Quoted passage —
Country Garden Holdings, China’s fourth-largest developer by market value, is seeking HK$3.87 billion (US$493 million) of net proceeds from a stock placement to help repay offshore debt after a liquidity squeeze that crashed the industry over the past two years.


The home builder plans to sell 1.463 billion new shares at HK$2.68 each, or 6 per cent of its existing capital, to undisclosed investors. The price represents a 17.8 per cent discount to its last-traded price of HK$3.26 on Monday. The placement is being made under a mandate previously approved by its shareholders.


Country Garden, which is based in Foshan in southern Guangdong province, hired UBS and JPMorgan Chase to find buyers for the shares for a 1.25 per cent commission of the gross proceeds.


“Country Garden is leveraging its recent stock rally to rake in money,” said Dai Ming, a fund manager at Huichen Asset Management in Shanghai. “The issue is with the pricing. After the wild price swing, how many investors are willing to buy the placement stocks based on the market price?”


Shares of Country Garden slipped 1.8 per cent to HK$3.20 on Tuesday, after earlier losing as much as 15 per cent. The stock had surged 223 per cent this month through

Monday as China began to selectively bail out some debt-stricken developers. The central bank last week issued a 16-point plan that included asking commercial banks to boost lending to them.


Since Beijing began curbing excessive debt among weak developers to protect the financial system, China’s real estate market has seized up with unprecedented debt defaults. Banks have shut off liquidity tap while offshore bond investors demanded extra risk premium to lend to troubled developers.


“It is intended that the net proceeds will be utilised for refinancing existing offshore indebtedness and general working capital,” the company said in a Hong Kong stock exchange filing on Tuesday.


Country Garden’s cash declined to about 148 billion yuan (US$21 billion) on June 30 from 181.3 billion yuan at the end of 2021, according to interim report, while its borrowings and debts amounted to about 294 billion yuan. The firm reduced its total debt by 24.2 billion yuan to 293.7 billion yuan over that period.

Brief — Write the next part of the article on Country Garden's share sale, picking up after its final sentence. The records have nothing to do with this.

Supplied information —
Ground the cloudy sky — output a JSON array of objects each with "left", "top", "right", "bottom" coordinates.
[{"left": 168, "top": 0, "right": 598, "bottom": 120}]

...

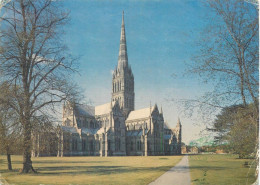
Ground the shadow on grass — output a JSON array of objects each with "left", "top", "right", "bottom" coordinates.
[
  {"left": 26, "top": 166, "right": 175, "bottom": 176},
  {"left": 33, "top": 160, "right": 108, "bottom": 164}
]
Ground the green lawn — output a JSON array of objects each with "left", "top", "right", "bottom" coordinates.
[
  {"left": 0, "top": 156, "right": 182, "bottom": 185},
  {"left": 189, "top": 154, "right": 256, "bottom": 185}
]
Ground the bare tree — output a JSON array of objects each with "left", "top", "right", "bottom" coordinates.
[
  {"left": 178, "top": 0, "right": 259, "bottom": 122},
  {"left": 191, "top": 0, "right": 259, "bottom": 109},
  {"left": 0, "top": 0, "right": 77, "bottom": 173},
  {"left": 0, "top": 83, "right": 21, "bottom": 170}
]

Exercise result —
On June 30, it had 53 billion yuan of borrowings maturing within 12 months.

Before a 45.5 per cent rally on Monday, Country Garden had plunged 83.5 per cent since the infamous “three red lines” policy in August 2020, erasing HK181.6 billion of its market value, according to Bloomberg data. The MSCI China Real Estate Index, which tracks 29 mainland developers including China Vanke, Longfor and Country Garden, declined 50 per cent in the same period, wiping out US$1.83 trillion of capitalisation.


China last week unveiled a slew of easing measures in a move seen as helping end the industry crisis. While policymakers are signalling their intent to rescue the industry, once a major economic pillar, there is still a big question mark on how many players will survive the crisis, Dai at Huichen Asset said.


Country Garden is led by Yang Huiyan, who controlled 61.2 per cent of the company. Ranked the richest woman in China, she is credited with US$10.2 billion of wealth, according to Forbes. She is the co-chair of the company with her father Yeung Kwok-keung.


The firm reported a 31 per cent drop in sales in the first six months of this year, while net income tumbled 96 per cent from a year earlier, according to its interim report to shareholders in September. It blamed Covid-19 outbreaks, industry crisis and foreign-exchange loss for the slump.